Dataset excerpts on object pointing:
══════════

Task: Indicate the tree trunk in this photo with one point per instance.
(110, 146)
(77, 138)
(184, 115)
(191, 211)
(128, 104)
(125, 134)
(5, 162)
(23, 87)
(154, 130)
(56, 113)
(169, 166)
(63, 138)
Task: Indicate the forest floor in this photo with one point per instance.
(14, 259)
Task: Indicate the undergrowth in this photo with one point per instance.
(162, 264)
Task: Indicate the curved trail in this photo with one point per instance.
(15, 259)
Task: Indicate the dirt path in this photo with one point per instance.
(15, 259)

══════════

**AIM OF THE TASK:**
Copy out every line of the items above, substituting "Mark" for "Indicate" wherever it occurs and leaving everything else unchanged.

**EXPECTED ANSWER:**
Task: Mark the tree trunk in this photo with one point per instance.
(110, 146)
(77, 138)
(184, 115)
(191, 211)
(128, 104)
(125, 134)
(5, 162)
(23, 87)
(154, 130)
(56, 113)
(169, 166)
(63, 138)
Task: Mark the forest floor in this photo with one point per instance.
(14, 259)
Task: Mark the undergrowth in this photo with one point per instance.
(162, 264)
Task: Mark the curved trail in this photo with one point per instance.
(15, 259)
Task: Mark the dirt path in this photo with one point per instance.
(15, 259)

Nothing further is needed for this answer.